* [Exercise prompt]:
Each entry must be returned exactly. None may be omitted.

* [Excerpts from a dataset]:
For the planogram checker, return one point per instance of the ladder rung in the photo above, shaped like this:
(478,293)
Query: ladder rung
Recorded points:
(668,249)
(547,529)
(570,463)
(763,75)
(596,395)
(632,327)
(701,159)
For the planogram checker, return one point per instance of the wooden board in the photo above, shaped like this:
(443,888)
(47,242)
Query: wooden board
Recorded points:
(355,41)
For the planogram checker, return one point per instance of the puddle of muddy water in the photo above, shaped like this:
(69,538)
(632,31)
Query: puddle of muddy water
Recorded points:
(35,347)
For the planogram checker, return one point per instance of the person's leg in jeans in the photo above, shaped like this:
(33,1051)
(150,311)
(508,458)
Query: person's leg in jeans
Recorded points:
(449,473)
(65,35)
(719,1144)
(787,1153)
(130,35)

* [Final answer]:
For the planogram checker, return one point per instance of the ladder rung in the photo above, shaped like this:
(478,293)
Query: ladder rung
Recorded points:
(668,249)
(547,529)
(570,463)
(763,75)
(596,395)
(632,327)
(701,159)
For the planogram checker, return one point per instance of the wooden board in the photo above, shaped like this:
(443,888)
(47,242)
Query: wooden board
Recorded points:
(355,41)
For the planogram checker, return one point per instance of the puddle of muddy water in the photo above, shaped like this:
(69,538)
(632,31)
Query: puddle of muddy water
Recorded points:
(35,347)
For the planogram checker, return one point per instance of the person's leg in jeans in the photo above, shaped like this:
(33,1051)
(150,311)
(508,458)
Query: person's leg in jeans
Recorded points:
(449,473)
(65,35)
(719,1144)
(787,1153)
(130,35)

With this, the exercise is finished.